• [FRAGMENTO DEL DOCUMENTO]:

De su Presencia de España dijo Gerald Brenan que es "tal vez el mejor libro de viajes nunca escrito" sobre nuestro país. Las poco más de 150 páginas que tiene (en edición de la editorial Turner) son una de esas joyas deliciosas, ante la que es imposible permanecer indiferente.
Con el libro en la mano y bien subrayadas las tres hojas que la británica dedica a Segovia, la llegada a la ciudad una tarde de domingo, al final del puente del 12 de octubre, multiplica el gozo del que va a contracorriente del resto de los visitantes. En fila, salen largas caravanas de coches que les devolverán a sus hogares, tan cabreados que a veces se olvidan de las bellezas que han pateado.
Hace fresco en Segovia y ha llovido durante el puente, pero al atardecer, la catedral, la plaza Mayor y el acueducto lucen tan limpios que invitan al primer paseo, aunque solo sea de reconocimiento. En la plaza de las Sirenas (que son esfinges), el corazón de la ciudad, el Torreón Lozoya anuncia la exposición de Eduardo Arroyo y se encoge el corazón de las visitantes recién bajadas del coche. La radio y los flashes informativos del móvil han anunciado todo el trayecto la muerte del pintor radical, bohemio del 68 y genio escandaloso hasta el fin de sus días. Toparse con un trocito de la obra de Arroyo es una de esas felices y melancólicas coincidencias que ya justifican el viaje.

• [TAREA SOLICITADA A]: Según el fragmento, ¿de qué exposición da noticia el Torreón Lozoya?
El fragmento y los registros no guardan ninguna relación entre sí.

• [REGISTROS MOSTRADOS]:
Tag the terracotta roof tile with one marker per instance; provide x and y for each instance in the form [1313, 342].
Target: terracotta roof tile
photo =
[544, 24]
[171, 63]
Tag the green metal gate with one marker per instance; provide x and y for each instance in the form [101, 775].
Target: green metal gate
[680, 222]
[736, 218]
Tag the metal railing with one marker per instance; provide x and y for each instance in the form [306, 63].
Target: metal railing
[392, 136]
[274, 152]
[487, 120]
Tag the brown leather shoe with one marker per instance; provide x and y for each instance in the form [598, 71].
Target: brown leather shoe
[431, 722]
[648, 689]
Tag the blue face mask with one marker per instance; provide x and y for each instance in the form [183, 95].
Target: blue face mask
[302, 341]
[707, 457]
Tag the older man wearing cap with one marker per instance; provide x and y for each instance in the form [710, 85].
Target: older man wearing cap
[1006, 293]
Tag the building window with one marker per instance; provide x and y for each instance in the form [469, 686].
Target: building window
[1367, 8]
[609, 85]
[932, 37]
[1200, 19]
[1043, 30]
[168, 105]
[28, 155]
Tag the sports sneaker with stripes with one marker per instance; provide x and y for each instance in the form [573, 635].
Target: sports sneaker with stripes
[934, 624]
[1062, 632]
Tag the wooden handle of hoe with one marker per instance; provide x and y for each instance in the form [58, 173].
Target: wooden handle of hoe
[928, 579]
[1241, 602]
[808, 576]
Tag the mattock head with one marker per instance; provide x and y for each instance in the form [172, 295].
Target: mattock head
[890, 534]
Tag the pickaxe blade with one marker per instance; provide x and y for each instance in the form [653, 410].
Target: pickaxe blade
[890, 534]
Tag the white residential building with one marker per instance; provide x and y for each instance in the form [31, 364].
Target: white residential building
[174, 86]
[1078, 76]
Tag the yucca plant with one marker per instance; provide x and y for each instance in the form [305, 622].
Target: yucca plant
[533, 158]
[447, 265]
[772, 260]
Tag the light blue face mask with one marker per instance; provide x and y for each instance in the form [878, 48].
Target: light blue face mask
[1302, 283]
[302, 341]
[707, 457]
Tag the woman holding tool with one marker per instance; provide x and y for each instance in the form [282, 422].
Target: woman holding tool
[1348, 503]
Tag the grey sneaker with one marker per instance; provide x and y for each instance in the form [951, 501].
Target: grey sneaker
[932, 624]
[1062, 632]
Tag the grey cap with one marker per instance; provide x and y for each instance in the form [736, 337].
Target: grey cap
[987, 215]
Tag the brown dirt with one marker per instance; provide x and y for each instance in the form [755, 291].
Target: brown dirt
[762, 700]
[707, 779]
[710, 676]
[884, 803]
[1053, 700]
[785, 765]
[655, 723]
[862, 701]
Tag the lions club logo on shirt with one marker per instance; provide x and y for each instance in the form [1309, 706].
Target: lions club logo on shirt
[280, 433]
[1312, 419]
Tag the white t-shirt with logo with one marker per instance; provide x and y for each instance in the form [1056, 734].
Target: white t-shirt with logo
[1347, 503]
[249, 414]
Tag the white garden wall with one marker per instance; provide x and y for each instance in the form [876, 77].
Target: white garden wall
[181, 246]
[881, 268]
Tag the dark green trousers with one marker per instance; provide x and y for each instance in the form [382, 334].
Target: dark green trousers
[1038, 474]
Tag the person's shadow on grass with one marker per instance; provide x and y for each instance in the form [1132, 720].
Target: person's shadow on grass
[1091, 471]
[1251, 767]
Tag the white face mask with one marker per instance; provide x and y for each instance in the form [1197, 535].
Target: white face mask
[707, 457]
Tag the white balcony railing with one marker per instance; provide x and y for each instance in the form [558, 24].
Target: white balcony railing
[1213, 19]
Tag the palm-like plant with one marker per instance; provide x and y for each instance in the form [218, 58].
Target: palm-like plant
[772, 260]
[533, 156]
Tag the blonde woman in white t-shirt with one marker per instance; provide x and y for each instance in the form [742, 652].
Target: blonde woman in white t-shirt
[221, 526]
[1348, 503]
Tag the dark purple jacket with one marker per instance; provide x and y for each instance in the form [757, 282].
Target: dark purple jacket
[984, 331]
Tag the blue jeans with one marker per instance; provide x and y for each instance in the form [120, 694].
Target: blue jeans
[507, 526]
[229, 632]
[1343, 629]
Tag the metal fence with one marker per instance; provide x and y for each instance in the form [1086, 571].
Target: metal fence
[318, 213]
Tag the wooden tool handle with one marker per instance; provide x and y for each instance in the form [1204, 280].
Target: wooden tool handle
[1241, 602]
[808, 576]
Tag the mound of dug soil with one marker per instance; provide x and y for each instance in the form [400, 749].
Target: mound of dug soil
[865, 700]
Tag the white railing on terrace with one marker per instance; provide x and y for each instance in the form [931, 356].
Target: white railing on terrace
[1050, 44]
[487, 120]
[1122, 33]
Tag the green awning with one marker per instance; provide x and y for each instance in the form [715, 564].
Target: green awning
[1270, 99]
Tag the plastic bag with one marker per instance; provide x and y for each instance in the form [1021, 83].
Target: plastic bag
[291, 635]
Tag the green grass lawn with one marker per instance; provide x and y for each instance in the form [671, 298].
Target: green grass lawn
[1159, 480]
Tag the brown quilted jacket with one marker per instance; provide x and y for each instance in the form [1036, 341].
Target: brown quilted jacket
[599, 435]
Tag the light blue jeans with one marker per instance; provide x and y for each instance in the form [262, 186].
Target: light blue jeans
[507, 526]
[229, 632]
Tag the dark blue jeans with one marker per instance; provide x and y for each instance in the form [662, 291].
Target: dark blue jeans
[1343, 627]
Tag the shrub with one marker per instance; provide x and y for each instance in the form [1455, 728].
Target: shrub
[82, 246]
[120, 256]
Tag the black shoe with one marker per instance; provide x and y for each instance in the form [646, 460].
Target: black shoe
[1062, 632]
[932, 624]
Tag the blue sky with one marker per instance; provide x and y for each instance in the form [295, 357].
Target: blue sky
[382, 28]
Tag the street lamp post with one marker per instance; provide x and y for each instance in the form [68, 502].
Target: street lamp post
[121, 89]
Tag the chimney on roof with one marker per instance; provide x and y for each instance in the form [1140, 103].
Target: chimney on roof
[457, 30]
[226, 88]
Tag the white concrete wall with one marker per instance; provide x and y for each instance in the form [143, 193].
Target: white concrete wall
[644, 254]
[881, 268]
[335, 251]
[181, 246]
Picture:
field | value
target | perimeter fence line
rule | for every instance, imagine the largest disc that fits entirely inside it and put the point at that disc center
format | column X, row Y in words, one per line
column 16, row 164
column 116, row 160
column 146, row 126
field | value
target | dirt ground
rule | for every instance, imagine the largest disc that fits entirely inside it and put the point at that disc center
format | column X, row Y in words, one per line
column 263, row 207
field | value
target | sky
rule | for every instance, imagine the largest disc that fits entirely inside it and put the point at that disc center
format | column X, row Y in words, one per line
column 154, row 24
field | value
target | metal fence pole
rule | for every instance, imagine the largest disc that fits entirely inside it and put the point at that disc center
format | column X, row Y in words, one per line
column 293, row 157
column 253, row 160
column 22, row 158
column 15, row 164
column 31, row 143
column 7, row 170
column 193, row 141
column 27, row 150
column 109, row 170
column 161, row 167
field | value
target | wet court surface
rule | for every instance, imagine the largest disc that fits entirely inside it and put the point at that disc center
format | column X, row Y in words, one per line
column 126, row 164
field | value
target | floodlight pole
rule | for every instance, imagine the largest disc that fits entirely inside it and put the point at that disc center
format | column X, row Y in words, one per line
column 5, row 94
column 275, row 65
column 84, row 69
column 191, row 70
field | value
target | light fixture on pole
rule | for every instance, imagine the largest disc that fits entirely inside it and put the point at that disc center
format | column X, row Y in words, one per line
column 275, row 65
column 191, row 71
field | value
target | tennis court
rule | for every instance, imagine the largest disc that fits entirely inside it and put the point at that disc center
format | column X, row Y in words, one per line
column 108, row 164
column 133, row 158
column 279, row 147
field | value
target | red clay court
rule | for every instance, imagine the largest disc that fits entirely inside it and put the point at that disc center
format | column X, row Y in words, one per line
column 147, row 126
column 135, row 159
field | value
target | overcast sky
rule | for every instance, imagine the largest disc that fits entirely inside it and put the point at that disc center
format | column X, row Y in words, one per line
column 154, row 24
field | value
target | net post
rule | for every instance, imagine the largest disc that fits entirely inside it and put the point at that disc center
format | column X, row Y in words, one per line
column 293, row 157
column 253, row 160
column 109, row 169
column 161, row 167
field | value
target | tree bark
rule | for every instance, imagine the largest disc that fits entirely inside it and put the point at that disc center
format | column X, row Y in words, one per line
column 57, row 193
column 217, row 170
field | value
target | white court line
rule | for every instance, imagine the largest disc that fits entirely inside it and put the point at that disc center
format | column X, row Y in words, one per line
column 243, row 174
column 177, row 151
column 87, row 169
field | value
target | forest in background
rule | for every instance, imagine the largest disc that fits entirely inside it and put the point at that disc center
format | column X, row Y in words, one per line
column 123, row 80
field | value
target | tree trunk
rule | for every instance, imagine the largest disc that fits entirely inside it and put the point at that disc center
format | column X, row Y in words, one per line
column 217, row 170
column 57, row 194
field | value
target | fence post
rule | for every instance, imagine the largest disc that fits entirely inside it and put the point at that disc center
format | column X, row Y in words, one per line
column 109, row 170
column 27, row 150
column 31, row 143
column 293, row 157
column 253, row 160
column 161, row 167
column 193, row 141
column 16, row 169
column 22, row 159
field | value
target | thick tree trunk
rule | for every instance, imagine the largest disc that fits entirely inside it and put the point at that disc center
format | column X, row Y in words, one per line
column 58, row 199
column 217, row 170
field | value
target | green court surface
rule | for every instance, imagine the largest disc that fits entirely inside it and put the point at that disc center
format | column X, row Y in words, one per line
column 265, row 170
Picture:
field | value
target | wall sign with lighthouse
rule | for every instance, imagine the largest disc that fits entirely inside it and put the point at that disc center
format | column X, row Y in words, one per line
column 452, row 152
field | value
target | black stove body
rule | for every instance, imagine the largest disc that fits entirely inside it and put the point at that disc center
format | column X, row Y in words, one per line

• [TAREA SOLICITADA B]: Reproduce íntegras las líneas de los registros que van desde la que contiene "Tag the dark purple" hasta la que contiene "[1343, 629]", ambas incluidas, y aumenta en 10 cada coordenada de las respuestas.

• [RESPUESTA A]: De la exposición de Eduardo Arroyo.

• [RESPUESTA B]:
Tag the dark purple jacket with one marker per instance; provide x and y for each instance in the form [757, 282].
Target: dark purple jacket
[994, 341]
Tag the blue jeans with one marker per instance; provide x and y for each instance in the form [120, 694].
Target: blue jeans
[517, 536]
[239, 642]
[1353, 639]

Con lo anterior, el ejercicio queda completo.